_ARTIGO:_
-*-*-

De acordo com a matéria: “Foram 7 os matadores de Evandro porque 7 eram as linhas de satã a serem seguidas pelos integrantes da seita. O crime também aconteceu no dia 7 e 7 milhões de cruzeiros foram destinados ao ‘pai de santo’, Osvaldo, que comandou toda a operação. (…) E por fim, o nome da vítima, Evandro, era composto por 7 letras”.
O Jornal Diário Popular também anunciou “A Confissão dos Satânicos“, o apedrejamento da casa dos Abagge e tornou muito óbvio para análises atuais o quão pouco se sabia sobre religiões de matriz africana. O preconceito era tanto que divindades da umbanda e do candomblé eram frequentemente chamadas de demônios pelos jornalistas.
Inconsistências na investigação
Ao falar sobre as investigações é necessário ressaltar que nenhum dos dois grupos policiais era especializado em investigação de homicídios, além disso, a polícia militar sequer deveria ter sido envolvida no caso, já que esse tipo de situação é responsabilidade da polícia civil.
Havia diversas inconsistências nas versões escritas dos depoimentos e nas confissões gravadas. No próprio vídeo de confissão de Osvaldo Marcineiro, por exemplo, é possível escutar barulho de pessoas, um telefone e sons não identificados que posteriormente foram relacionados à tortura, mas o enquadramento da câmera impede que qualquer destas coisas seja vista além do investigado. Além disso, no vídeo de confissão de Davi dos Santos é possível perceber que ele estava com algodão no ouvido e todos os vídeos de confissão possuem cortes, sendo claramente editados.
Tanto Celina quanto Beatriz Abagge alegaram ter confessado após serem torturadas, dando um motivo para os misteriosos cortes nas fitas de confissão. Poucas pessoas acreditaram, ou deram importância, para as alegações dos investigados. Contudo, algumas matérias foram produzidas falando sobre as inconsistências do caso.
A Folha de Londrina publicou em 1993 uma entrevista feita com as Abagge na qual as mulheres alegam ter sido torturadas, entretanto, não houve uma grande comoção entorno da situação das investigadas. O jornal Gazeta do Povo de agosto de 1994 menciona que as mutilações descritas na confissão que não conferiam com as lesões encontradas no corpo e também afirmou que duas importantes figuras da Igreja Católica declararam acreditar na inocência dos acusados, entretanto, o efeito sobre a popularidade das Abagge foi inexpressivo.

-*-*-

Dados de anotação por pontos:
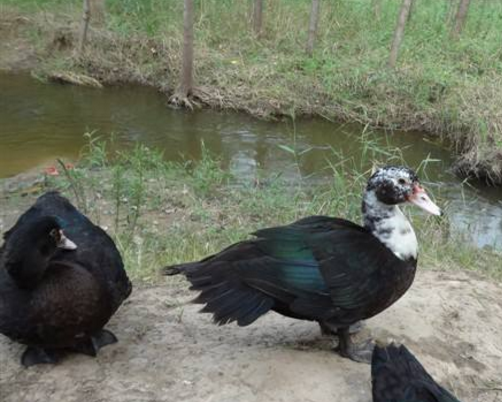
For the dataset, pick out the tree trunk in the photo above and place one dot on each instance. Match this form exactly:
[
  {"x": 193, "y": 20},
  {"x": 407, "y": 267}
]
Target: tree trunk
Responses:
[
  {"x": 314, "y": 22},
  {"x": 98, "y": 10},
  {"x": 377, "y": 9},
  {"x": 257, "y": 17},
  {"x": 412, "y": 11},
  {"x": 186, "y": 86},
  {"x": 84, "y": 27},
  {"x": 460, "y": 18},
  {"x": 399, "y": 32}
]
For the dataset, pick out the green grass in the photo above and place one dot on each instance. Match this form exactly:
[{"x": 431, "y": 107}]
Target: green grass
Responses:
[
  {"x": 163, "y": 213},
  {"x": 450, "y": 88}
]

-*-*-

_INSTRUÇÃO A:_ Reproduza fielmente, do artigo sobre o caso Evandro, o trecho que vai de "Inconsistências na investigação" até "sendo claramente editados.".
_INSTRUÇÃO B:_ Com base no artigo sobre o caso Evandro, indique se cada afirmação está de acordo com o texto, respondendo sim ou não e citando literalmente as palavras que decidem a questão: (i) a polícia militar era a responsável legal por casos desse tipo; (ii) no vídeo de confissão de Davi dos Santos, percebe-se que ele estava com algodão no ouvido; (iii) segundo a Gazeta do Povo, as mutilações descritas na confissão correspondiam às lesões encontradas no corpo.
_INSTRUÇÃO C:_ Prossiga com a redação do artigo sobre o caso Evandro, começando logo após a última frase apresentada.

_RESULTADO DA TAREFA A:_
Inconsistências na investigação
Ao falar sobre as investigações é necessário ressaltar que nenhum dos dois grupos policiais era especializado em investigação de homicídios, além disso, a polícia militar sequer deveria ter sido envolvida no caso, já que esse tipo de situação é responsabilidade da polícia civil.
Havia diversas inconsistências nas versões escritas dos depoimentos e nas confissões gravadas. No próprio vídeo de confissão de Osvaldo Marcineiro, por exemplo, é possível escutar barulho de pessoas, um telefone e sons não identificados que posteriormente foram relacionados à tortura, mas o enquadramento da câmera impede que qualquer destas coisas seja vista além do investigado. Além disso, no vídeo de confissão de Davi dos Santos é possível perceber que ele estava com algodão no ouvido e todos os vídeos de confissão possuem cortes, sendo claramente editados.

_RESULTADO DA TAREFA B:_
(i) Não: "esse tipo de situação é responsabilidade da polícia civil."
(ii) Sim: "no vídeo de confissão de Davi dos Santos é possível perceber que ele estava com algodão no ouvido"
(iii) Não: "as mutilações descritas na confissão que não conferiam com as lesões encontradas no corpo"

_RESULTADO DA TAREFA C:_
Os julgamentos
Os acusados foram divididos em três processos diferentes, apesar de terem sido julgados pelo mesmo caso. No primeiro grupo estavam Osvaldo Marcineiro, Davi dos Santos e Vicente de Paula, que ficaram conhecidos como “os pais de santo”, o segundo grupo era formado por Beatriz e Celina Abagge, as chamadas “bruxas”, e o terceiro grupo era o dos “ajudantes”, Sérgio Cristofolini e Airton Bardelli.
Beatriz e Celina foram inocentadas em 1998, no julgamento que ficou conhecido como o mais longo da história da Justiça Brasileira. Na ocasião, a defesa apresentou uma fita em que se podia ouvir uma voz dizendo ao fundo “confesse direitinho que nós não lhe pomos a mão.” Posteriormente o júri foi cancelado, o julgamento de Celina prescreveu, graças a sua idade, e Beatriz foi condenada a 21 anos de prisão em um julgamento de 2011. A filha do prefeito não cumpriu pena pois recebeu um indulto presidencial.
O grupo dos “pais de santo” foi julgado em 1999 em um júri que não chegou ao fim e condenado em 2004, enquanto os “ajudantes” Sérgio Cristofolini e Airton Bardelli foram inocentados em 2005. Vicente de Paula, inclusive, morreu na prisão.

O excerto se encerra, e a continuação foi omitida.